● How to complete this task: Which lines run from the one containing "Keypoint placement: for each instance of the white upper" through the end of the material? Reproduce them exactly.

● Supplied material:
═══
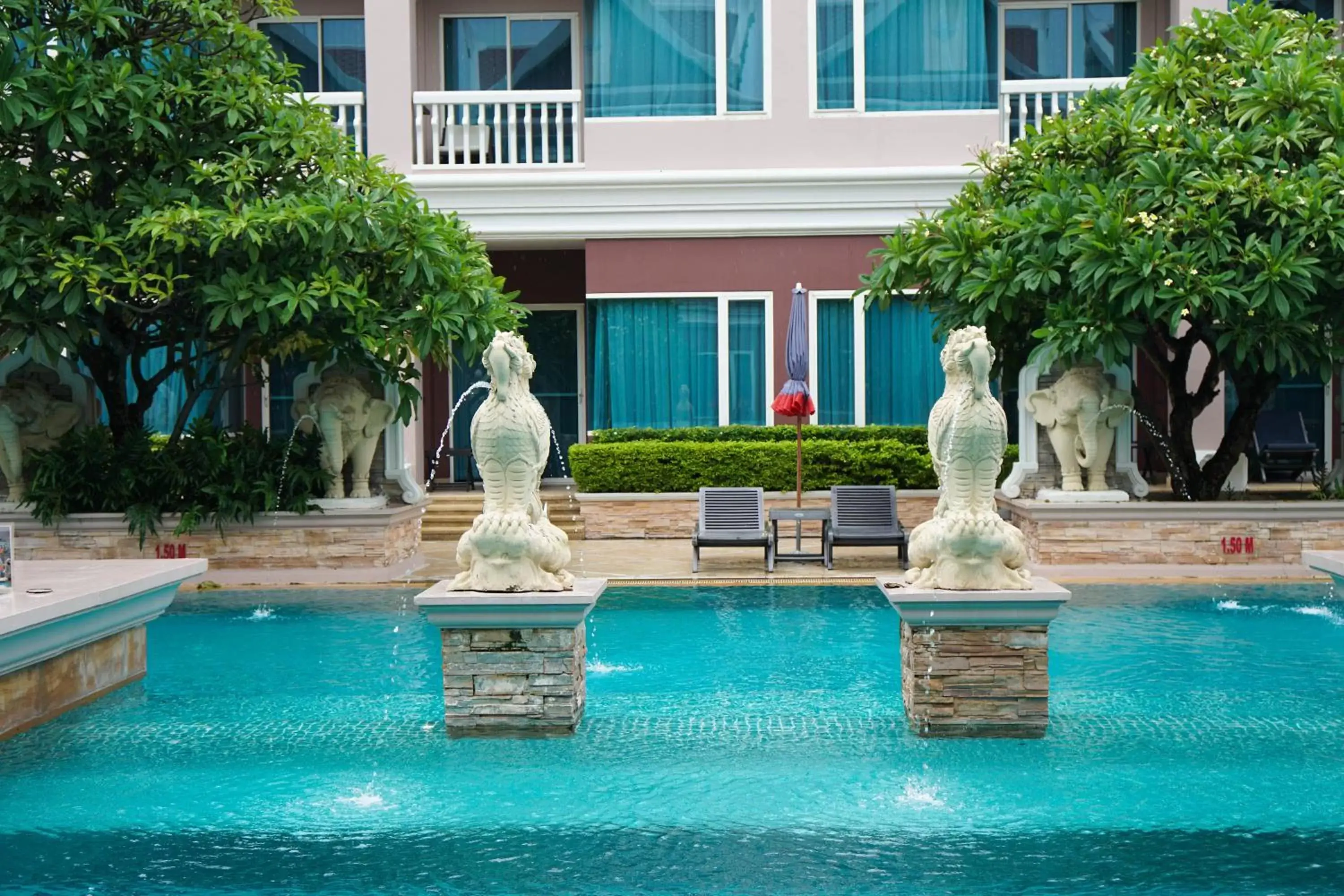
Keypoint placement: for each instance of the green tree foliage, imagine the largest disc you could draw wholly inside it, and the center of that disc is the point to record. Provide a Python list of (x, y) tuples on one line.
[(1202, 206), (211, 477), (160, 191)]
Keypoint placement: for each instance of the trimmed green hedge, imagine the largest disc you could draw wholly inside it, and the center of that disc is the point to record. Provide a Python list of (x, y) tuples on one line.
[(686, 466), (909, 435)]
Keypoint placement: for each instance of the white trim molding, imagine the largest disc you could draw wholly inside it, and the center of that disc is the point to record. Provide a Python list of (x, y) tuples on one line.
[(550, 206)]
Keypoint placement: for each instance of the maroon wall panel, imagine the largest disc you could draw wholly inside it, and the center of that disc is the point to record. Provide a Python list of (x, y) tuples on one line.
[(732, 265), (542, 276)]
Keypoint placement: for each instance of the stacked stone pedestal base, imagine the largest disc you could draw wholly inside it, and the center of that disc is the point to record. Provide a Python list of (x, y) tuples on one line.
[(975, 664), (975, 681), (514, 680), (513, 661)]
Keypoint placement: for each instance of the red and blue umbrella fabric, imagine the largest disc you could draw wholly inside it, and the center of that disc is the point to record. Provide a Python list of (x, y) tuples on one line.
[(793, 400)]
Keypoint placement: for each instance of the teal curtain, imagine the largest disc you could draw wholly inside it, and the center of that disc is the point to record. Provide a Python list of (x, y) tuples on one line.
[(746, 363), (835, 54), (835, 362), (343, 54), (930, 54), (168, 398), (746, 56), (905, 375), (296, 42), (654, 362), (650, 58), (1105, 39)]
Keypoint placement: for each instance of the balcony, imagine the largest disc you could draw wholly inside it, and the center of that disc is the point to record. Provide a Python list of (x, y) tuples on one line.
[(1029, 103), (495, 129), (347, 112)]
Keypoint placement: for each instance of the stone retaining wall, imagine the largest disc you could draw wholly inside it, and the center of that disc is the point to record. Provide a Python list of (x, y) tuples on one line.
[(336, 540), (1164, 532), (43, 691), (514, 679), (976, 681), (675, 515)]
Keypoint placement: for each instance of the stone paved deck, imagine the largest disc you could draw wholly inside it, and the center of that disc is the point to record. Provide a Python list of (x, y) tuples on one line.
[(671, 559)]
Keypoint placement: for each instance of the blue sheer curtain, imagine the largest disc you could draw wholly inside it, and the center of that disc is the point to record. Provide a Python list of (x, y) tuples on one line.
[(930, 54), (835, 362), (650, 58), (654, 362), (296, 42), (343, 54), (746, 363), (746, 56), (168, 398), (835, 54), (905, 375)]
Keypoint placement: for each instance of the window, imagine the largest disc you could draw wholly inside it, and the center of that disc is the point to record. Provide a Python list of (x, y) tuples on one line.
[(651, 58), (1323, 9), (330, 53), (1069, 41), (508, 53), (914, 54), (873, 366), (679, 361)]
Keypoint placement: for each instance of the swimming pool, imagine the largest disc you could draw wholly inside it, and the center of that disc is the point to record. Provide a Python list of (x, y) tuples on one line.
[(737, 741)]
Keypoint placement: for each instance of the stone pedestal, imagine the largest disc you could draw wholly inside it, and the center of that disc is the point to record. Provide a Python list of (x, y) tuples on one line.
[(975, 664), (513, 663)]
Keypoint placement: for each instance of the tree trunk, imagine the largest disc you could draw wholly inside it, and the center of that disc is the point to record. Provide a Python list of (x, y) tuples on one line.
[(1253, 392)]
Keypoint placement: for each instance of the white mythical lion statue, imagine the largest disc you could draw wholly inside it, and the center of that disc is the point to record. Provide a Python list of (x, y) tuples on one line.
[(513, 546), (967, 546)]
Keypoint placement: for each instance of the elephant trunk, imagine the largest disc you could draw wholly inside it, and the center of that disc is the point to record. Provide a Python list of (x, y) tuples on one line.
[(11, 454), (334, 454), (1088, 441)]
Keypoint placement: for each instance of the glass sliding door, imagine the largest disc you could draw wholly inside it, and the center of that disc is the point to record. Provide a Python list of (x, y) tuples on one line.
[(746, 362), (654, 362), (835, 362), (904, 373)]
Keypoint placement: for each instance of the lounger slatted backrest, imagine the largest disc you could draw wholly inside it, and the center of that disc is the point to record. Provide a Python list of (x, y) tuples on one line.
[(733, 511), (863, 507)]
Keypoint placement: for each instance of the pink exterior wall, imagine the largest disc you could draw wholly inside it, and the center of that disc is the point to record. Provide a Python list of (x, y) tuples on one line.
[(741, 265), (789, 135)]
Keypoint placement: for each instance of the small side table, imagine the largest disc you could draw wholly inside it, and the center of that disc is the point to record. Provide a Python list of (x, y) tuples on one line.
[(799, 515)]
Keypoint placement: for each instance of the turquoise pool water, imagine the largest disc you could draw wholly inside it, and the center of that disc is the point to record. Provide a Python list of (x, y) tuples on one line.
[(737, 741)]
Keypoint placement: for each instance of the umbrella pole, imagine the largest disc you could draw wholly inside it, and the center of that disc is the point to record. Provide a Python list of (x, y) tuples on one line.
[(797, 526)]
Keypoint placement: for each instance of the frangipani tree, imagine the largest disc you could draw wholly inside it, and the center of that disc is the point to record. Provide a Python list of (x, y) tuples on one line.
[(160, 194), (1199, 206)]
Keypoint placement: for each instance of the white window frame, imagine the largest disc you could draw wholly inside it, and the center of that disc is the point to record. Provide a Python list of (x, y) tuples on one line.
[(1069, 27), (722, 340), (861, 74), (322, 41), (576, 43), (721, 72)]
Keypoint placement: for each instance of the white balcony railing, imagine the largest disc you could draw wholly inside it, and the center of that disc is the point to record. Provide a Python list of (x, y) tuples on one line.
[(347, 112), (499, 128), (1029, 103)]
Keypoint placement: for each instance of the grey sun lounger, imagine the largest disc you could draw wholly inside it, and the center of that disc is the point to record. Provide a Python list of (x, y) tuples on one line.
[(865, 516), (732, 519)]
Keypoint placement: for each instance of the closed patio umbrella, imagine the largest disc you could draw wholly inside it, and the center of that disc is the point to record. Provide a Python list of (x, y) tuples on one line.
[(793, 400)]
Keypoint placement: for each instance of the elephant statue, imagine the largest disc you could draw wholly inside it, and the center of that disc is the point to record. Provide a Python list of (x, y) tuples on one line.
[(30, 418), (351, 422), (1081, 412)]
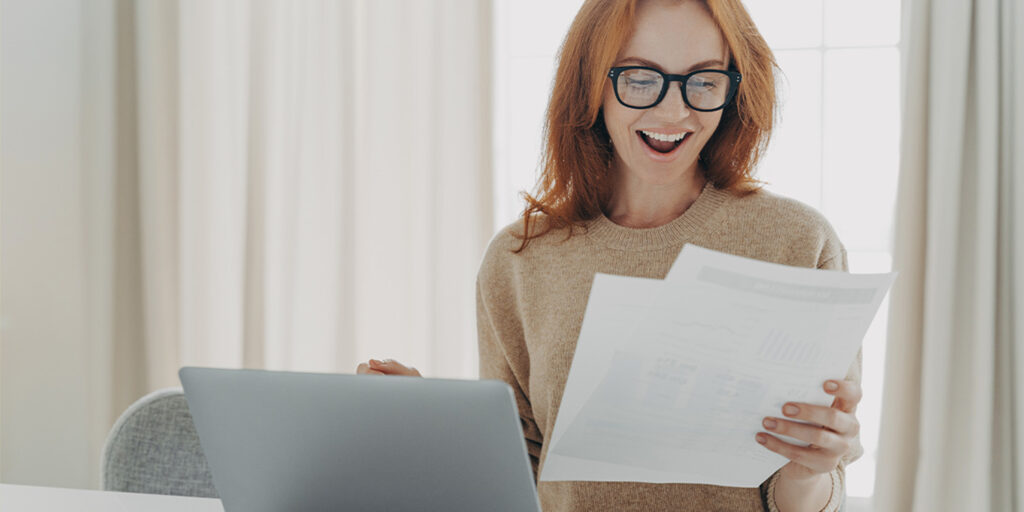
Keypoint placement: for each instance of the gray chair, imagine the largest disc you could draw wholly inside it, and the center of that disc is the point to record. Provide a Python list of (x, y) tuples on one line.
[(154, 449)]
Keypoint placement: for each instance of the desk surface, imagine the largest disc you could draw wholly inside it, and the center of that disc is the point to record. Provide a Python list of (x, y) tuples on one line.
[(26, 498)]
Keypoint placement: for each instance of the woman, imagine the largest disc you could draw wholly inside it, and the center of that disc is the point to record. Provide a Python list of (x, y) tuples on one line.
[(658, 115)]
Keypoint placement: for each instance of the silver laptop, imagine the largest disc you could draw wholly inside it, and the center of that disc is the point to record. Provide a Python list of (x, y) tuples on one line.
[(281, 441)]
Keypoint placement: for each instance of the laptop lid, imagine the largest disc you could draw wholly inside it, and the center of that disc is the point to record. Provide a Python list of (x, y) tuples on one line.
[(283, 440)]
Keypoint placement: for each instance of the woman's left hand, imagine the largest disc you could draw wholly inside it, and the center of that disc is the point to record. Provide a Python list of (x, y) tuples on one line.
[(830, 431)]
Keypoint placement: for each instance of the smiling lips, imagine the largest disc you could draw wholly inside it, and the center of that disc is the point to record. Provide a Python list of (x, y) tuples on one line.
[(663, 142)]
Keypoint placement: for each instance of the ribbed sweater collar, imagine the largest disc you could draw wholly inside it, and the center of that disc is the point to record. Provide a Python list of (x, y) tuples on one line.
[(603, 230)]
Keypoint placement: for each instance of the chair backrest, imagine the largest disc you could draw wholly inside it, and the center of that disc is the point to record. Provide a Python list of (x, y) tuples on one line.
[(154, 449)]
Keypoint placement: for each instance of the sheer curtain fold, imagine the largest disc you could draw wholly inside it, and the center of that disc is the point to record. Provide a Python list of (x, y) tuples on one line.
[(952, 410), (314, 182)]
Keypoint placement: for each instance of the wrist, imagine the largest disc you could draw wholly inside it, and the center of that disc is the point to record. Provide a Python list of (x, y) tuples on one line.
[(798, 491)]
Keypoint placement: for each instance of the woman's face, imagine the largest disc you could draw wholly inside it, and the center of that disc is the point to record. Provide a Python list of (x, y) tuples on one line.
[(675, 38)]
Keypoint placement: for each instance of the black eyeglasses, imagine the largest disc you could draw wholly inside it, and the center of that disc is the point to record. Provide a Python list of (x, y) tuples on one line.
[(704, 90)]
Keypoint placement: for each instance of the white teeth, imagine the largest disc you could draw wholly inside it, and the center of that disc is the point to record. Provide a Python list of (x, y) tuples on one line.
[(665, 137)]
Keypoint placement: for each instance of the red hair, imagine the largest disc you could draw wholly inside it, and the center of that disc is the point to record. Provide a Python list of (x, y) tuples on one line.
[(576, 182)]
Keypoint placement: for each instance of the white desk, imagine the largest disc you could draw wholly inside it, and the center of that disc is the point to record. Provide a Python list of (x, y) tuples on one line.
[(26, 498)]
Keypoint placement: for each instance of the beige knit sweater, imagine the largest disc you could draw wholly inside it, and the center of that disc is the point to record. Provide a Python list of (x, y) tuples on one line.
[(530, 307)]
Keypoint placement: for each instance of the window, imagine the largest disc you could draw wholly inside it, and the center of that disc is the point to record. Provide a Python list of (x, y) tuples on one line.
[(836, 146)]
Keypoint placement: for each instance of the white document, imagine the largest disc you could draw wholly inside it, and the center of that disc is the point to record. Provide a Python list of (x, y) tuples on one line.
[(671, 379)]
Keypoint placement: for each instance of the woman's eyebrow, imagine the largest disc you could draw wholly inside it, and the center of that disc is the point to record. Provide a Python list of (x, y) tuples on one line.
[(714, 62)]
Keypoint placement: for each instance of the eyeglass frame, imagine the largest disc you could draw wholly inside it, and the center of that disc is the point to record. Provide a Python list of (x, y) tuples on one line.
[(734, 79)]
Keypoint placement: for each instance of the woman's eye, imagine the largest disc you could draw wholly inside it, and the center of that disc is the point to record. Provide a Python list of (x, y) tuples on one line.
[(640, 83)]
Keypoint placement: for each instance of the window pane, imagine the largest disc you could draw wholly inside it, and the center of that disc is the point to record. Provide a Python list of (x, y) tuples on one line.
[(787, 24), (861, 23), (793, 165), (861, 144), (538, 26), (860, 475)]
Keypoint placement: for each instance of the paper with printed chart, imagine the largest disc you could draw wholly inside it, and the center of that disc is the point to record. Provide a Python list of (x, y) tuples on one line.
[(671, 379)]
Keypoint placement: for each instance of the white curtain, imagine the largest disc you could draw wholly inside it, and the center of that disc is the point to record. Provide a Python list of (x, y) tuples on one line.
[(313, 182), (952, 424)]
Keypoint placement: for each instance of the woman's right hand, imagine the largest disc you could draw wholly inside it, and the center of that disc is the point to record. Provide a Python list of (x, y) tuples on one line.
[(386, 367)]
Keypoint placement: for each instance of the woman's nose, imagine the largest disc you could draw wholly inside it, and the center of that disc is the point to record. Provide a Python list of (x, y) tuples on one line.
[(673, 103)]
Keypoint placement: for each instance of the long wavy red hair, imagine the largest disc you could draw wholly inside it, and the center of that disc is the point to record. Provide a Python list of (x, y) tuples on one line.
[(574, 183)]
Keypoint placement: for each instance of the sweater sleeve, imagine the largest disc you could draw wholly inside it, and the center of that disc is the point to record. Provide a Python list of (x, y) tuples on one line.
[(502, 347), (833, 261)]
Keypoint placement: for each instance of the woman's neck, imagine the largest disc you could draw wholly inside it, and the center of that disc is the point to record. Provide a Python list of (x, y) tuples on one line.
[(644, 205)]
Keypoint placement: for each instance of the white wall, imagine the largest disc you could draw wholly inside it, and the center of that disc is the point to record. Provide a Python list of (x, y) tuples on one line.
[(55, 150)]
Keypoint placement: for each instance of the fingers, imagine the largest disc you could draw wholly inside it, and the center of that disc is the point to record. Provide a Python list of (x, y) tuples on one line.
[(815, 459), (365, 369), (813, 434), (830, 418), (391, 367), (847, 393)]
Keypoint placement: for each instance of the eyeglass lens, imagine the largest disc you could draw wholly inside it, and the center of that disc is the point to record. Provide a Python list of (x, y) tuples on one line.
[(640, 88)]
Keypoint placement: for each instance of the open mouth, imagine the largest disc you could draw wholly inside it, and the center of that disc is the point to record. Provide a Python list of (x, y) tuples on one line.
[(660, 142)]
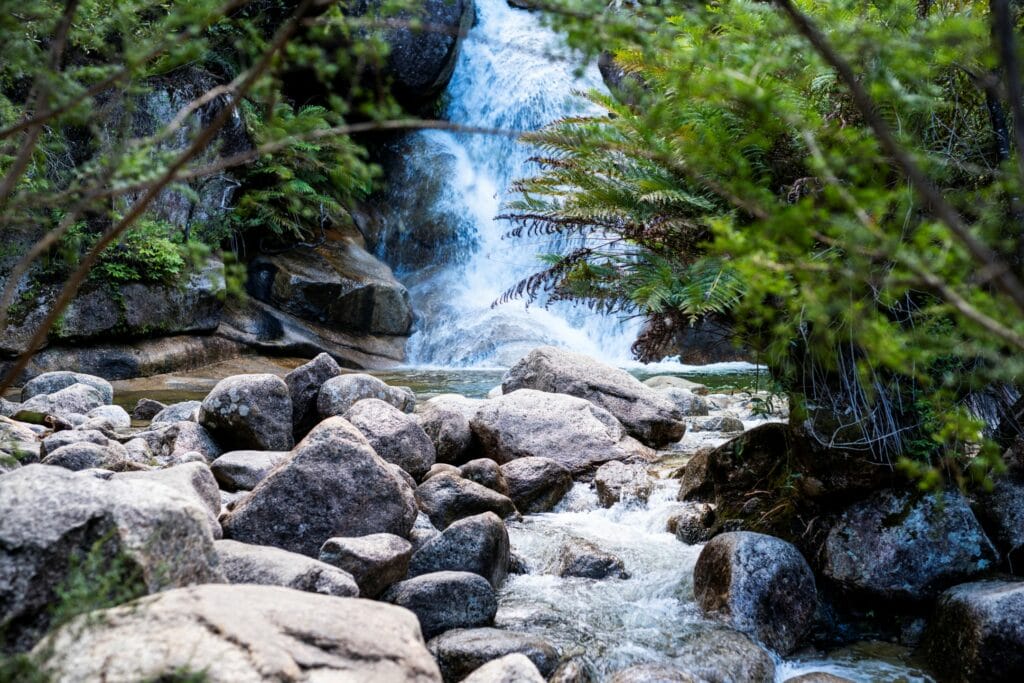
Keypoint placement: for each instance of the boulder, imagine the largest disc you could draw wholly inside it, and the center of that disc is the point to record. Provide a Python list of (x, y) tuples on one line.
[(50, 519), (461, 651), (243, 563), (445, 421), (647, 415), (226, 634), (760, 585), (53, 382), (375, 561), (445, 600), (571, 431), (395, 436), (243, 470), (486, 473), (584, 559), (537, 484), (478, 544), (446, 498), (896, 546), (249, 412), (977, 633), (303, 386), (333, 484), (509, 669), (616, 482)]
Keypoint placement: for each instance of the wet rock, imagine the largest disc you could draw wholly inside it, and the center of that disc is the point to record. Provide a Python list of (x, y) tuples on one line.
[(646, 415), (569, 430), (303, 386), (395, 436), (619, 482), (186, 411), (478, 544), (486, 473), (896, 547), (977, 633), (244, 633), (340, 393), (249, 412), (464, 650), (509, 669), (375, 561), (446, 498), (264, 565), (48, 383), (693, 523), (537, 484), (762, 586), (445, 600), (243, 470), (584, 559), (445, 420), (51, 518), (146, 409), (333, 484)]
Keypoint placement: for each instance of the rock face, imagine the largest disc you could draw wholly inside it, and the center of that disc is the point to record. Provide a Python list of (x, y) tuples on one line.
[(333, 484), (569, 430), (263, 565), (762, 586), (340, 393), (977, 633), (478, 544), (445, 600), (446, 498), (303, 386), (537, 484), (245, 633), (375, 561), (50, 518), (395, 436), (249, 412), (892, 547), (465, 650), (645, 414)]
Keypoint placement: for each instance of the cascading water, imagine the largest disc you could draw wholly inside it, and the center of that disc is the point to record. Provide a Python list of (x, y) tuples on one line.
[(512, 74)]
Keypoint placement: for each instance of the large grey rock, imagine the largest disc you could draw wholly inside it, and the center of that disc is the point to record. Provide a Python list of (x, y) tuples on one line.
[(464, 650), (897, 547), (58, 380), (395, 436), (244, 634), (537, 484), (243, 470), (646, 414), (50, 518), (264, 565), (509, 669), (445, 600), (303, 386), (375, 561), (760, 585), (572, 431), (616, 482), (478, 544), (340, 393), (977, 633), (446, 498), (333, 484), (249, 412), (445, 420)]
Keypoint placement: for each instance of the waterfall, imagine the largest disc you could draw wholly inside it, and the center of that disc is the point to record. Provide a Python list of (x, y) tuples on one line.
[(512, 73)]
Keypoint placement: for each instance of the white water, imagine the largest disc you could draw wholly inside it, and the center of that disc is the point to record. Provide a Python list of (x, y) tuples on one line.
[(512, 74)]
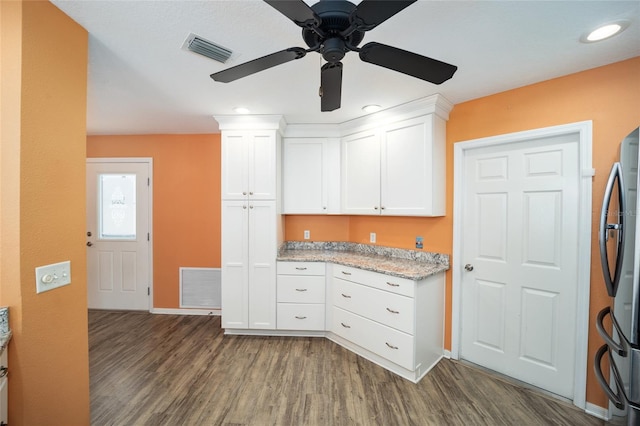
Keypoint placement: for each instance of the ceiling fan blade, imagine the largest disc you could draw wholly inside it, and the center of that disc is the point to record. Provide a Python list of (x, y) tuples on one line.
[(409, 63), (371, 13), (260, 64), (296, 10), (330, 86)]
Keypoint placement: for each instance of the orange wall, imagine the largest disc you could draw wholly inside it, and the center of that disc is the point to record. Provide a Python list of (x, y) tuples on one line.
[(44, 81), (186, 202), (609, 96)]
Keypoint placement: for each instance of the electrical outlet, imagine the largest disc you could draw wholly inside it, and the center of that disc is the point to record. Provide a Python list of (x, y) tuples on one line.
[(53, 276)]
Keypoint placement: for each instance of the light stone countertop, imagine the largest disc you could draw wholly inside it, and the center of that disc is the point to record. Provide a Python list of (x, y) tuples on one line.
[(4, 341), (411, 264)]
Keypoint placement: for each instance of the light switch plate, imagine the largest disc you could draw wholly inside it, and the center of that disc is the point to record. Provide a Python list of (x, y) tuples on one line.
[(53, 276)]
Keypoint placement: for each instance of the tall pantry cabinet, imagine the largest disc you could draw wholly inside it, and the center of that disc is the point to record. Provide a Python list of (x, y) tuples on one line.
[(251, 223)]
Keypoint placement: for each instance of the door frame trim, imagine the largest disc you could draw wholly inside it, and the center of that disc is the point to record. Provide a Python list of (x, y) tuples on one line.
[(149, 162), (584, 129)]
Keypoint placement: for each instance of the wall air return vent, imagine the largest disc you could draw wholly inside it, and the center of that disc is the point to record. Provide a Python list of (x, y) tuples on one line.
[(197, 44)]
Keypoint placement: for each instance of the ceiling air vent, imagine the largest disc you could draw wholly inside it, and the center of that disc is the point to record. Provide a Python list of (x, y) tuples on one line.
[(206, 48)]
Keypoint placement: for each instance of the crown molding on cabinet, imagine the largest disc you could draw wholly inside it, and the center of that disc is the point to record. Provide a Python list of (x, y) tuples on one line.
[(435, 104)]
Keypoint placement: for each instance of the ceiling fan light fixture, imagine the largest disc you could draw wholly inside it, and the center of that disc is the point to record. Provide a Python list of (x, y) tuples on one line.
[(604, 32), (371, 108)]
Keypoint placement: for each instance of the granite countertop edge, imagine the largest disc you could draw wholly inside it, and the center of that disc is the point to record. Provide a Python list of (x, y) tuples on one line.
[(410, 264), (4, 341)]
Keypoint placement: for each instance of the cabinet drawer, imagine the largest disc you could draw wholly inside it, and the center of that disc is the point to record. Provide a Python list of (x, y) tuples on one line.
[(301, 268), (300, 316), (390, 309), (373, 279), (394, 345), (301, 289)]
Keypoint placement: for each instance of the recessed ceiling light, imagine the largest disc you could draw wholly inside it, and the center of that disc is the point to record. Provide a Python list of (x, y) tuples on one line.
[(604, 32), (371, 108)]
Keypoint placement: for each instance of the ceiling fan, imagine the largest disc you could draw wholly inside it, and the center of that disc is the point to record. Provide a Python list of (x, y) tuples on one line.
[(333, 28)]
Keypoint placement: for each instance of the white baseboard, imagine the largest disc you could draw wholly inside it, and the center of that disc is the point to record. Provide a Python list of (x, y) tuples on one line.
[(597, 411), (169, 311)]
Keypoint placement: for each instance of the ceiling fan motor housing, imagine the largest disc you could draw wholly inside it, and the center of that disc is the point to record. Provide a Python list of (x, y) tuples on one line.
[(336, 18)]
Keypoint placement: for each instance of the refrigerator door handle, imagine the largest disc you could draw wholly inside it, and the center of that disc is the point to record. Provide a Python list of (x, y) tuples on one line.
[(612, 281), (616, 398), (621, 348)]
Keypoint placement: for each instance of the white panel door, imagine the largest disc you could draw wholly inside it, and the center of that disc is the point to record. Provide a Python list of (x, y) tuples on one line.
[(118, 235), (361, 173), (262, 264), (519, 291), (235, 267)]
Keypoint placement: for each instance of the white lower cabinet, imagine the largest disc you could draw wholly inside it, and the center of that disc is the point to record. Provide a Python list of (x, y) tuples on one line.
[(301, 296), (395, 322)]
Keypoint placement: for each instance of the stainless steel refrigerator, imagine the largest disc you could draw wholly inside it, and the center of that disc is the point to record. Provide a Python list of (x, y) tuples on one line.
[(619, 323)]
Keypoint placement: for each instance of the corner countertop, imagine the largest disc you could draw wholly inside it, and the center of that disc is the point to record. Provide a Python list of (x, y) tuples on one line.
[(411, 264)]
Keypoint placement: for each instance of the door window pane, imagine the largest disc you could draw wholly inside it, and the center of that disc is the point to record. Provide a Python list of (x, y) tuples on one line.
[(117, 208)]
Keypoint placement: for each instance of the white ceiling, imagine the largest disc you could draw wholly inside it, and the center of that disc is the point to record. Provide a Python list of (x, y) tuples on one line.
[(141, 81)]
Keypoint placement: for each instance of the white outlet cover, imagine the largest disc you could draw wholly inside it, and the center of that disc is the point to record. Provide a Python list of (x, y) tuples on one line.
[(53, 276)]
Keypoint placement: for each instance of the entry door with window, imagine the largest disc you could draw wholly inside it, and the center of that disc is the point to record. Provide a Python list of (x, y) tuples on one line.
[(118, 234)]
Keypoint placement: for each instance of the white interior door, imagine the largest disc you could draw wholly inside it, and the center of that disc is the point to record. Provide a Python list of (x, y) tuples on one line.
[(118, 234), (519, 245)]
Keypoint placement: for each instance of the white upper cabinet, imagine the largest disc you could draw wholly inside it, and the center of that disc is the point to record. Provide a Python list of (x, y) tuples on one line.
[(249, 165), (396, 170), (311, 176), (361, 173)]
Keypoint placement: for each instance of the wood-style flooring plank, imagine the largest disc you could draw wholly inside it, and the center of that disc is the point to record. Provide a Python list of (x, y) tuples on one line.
═══
● Response to the task:
Keypoint placement: for each instance of the white upper cabinet, imagine the largest disc you could draw wholly inside it, and the center of that disc is the point to record. Provide a Python list of (x, y) tuples on one line.
[(249, 165), (396, 170), (311, 176), (361, 173)]
Keypoint placement: for each instance of the wood-style flooring plank, imagine the largest disc you could draw wholly inside it, and the center of that disc is the point to record. Provide a Python list of (x, y) tuples on one line.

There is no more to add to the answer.